# Problem description:
Copy the records below verbatim, leaving out the pictures.

# Dataset excerpts:

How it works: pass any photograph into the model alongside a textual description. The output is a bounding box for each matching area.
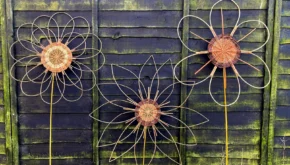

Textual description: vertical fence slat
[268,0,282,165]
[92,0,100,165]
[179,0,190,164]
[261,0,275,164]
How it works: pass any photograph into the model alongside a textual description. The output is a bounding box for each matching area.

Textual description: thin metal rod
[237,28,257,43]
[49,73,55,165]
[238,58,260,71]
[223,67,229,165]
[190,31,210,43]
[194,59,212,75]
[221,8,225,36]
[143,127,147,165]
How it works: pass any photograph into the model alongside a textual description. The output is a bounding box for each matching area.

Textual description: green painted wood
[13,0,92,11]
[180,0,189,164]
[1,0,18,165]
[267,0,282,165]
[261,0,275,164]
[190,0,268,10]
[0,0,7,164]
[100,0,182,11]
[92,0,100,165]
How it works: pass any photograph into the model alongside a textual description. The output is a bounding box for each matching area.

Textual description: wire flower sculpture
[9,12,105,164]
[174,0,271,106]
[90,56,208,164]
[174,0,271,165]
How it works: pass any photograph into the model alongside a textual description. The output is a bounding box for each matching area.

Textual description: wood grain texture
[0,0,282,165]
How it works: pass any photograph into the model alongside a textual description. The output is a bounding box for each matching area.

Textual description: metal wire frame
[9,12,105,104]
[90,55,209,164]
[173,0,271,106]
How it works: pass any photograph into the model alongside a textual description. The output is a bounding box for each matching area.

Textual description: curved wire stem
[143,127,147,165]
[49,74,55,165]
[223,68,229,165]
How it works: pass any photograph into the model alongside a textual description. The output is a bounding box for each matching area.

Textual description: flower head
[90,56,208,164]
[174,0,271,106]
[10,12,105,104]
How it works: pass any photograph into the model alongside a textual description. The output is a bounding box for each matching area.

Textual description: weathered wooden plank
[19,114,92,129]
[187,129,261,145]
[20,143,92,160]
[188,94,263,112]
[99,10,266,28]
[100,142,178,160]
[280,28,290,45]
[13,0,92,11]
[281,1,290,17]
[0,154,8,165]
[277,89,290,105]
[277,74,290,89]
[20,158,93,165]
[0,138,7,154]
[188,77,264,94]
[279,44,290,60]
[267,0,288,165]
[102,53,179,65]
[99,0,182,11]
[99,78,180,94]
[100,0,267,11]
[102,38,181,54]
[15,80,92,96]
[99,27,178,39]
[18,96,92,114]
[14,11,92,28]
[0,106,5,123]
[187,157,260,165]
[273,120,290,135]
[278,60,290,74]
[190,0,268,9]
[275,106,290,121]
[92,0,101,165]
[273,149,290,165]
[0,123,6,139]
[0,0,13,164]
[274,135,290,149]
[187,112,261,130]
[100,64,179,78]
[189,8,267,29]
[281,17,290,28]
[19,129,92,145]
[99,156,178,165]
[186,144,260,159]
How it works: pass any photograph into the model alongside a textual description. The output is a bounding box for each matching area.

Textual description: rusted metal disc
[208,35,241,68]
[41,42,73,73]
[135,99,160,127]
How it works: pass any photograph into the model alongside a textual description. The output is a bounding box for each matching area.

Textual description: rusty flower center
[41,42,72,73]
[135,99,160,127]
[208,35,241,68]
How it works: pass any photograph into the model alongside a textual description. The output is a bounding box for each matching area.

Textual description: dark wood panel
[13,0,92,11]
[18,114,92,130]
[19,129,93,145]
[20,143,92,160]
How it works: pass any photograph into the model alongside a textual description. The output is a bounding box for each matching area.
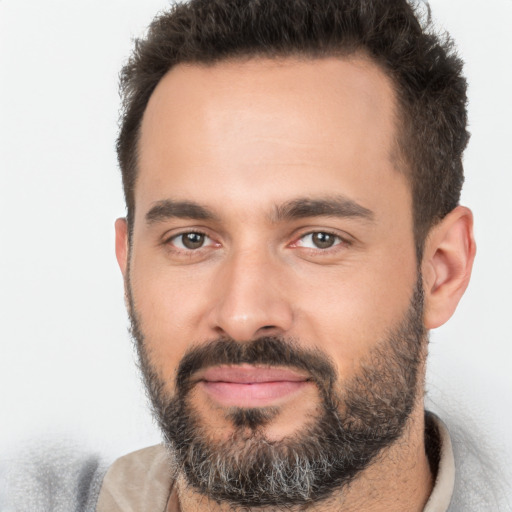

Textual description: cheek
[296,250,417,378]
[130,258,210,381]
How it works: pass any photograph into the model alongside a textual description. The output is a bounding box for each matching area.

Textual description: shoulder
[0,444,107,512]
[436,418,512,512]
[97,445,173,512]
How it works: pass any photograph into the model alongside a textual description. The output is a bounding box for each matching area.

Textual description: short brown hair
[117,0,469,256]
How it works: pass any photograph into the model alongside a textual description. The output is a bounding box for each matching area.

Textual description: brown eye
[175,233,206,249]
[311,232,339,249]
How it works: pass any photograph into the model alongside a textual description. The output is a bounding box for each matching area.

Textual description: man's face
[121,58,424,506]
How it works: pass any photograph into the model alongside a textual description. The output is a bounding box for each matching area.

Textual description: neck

# Complete answer:
How it works: pass any photograph into the model alongside a textual description. The output is a bounding box for each matching area.

Textual description: vertical fence slat
[268,0,282,165]
[92,0,100,165]
[179,0,190,164]
[261,0,275,164]
How it works: pass any photograph into the model alongside a textual description. The output is a bounding box for each matching area.

Textual description: thin metal rod
[237,28,257,43]
[49,73,55,165]
[238,58,260,71]
[223,67,229,165]
[190,31,210,43]
[194,59,212,75]
[221,8,225,36]
[143,127,147,165]
How it works: pass any photograph into the model alongside a textual description. The output is a bounding box for each matching area.

Textual description: green painted wood
[13,0,92,11]
[180,0,189,164]
[1,0,18,165]
[267,0,282,165]
[261,0,275,164]
[190,0,268,10]
[0,0,7,164]
[100,0,182,11]
[92,0,100,165]
How it works: pass any photograph into the model alongside a textual description. The output is a bounding box for each matching area.

Textual description: wire flower sculpture
[9,12,105,164]
[174,0,271,106]
[90,56,208,164]
[174,0,271,165]
How it works: pass any photograph into the model alongside a textual description. The output is a bounding box for each matching area.

Textual description: wood grain texture
[0,0,282,165]
How it works: pass any photograph into the model alongside a textual description. The output is a bounding box for each matching area.

Textual description: metal wire frame
[9,12,105,104]
[90,55,209,164]
[173,0,271,106]
How it works: pass any photograph into the model alongside a textual description. The output is a bounding box for each matching area.

Textual description: curved wire stem
[143,127,147,165]
[49,74,55,165]
[223,68,229,165]
How it works: pass any photograph into the model alongside a textual description. The output is a bounding box for each matching area.

Textual description: flower head
[90,56,208,164]
[174,0,271,106]
[10,12,105,104]
How it works: pass any photograph into the model alongside a textual description. The output is a bounding box for each matching area.

Textual description: weathered wooden plank
[19,114,92,129]
[187,129,261,145]
[20,143,92,160]
[188,94,263,112]
[99,10,266,28]
[100,142,178,160]
[280,28,290,45]
[13,0,92,11]
[281,1,290,17]
[0,154,8,165]
[277,89,290,105]
[277,74,290,89]
[20,158,93,165]
[0,138,7,154]
[188,77,264,94]
[279,44,290,60]
[267,0,288,165]
[102,53,179,65]
[99,0,182,11]
[99,78,180,94]
[100,0,267,11]
[102,38,181,54]
[15,80,92,96]
[99,27,178,39]
[18,96,92,114]
[14,11,92,28]
[0,106,5,123]
[187,157,260,165]
[273,120,290,135]
[278,60,290,74]
[190,0,268,9]
[275,106,290,121]
[92,0,101,165]
[273,149,290,165]
[0,123,6,139]
[0,0,13,164]
[274,135,290,149]
[187,112,261,130]
[100,64,179,78]
[189,8,267,29]
[281,17,290,28]
[19,129,92,145]
[99,156,178,165]
[186,144,260,159]
How it works: pass any photograph into the model alongside a textual description. The output is a bounding box for each matching area.

Textual description: rusted metal disc
[208,35,241,68]
[41,42,73,73]
[135,99,160,127]
How it works: pass any photograph into the model alongside a textual description. The output is a bounding box for each matching area.

Textual description: rusty flower center
[41,42,72,73]
[135,99,160,127]
[208,35,241,68]
How it works: pass any photograph into the model alongside a textual description. The output is a bounding box for each matching area.

Textual description: dark wood panel
[13,0,92,11]
[18,114,92,130]
[19,129,93,145]
[20,143,92,160]
How it works: pass any photograph into the model alongside a textual description. The output is a bounding box for each matching area.

Textual description: cheek
[296,250,417,378]
[130,258,210,381]
How it works: pass any photograph into the model alongside a textual description. The output is a bounding box for each matching area.

Textual description: shoulder
[0,444,107,512]
[436,418,512,512]
[97,445,173,512]
How it works: pass any photograph into the model alongside a textual description. The output is a bounding box for each matching area.

Textual description: short brown hair
[117,0,469,256]
How it works: pass any photograph into the model alongside a textual description. The output is a bounding box for each matching area.

Textual description: brown eye
[175,233,206,249]
[311,232,339,249]
How it works: pass any photograph into the model alongside a textual description. The output is a bounding box for each matching area.

Textual description: man's face
[121,58,424,506]
How it works: pass any photograph into the model alongside a textual description. The output is a bounding box for each matching area.

Textual description: neck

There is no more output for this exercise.